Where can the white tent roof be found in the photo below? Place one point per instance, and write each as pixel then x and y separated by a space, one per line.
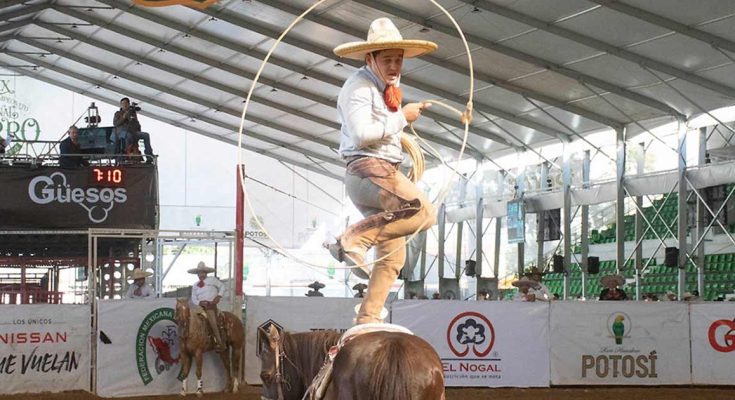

...

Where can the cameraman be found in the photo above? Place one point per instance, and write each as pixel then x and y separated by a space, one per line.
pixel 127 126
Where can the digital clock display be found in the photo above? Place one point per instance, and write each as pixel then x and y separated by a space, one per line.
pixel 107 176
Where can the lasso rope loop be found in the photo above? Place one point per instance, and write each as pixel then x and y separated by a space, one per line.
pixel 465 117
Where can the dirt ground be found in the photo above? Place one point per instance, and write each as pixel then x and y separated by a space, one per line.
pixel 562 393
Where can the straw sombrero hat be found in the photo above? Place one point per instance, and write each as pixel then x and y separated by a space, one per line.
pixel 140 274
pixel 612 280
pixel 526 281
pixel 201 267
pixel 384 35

[The task] Rewrite the lines starting with the one containing "Where can the cameraman" and going on through the one containing "pixel 465 117", replacing "digital clock display" with "scoreboard clock" and leaving everything else unchanged.

[Result of the task]
Where can the cameraman be found in the photo above? Place one point per instance, and write each as pixel then x and y separated by a space, one per line.
pixel 127 126
Where can the scoreboard clock be found in the photo above? Place one point per instance, and write each as pixel then x and y separated by a space, one per line.
pixel 107 176
Where can the lasso rope loop be found in the photo above? Place one point per instance, and write each as pixel then x and y separated by a space, one per line.
pixel 465 117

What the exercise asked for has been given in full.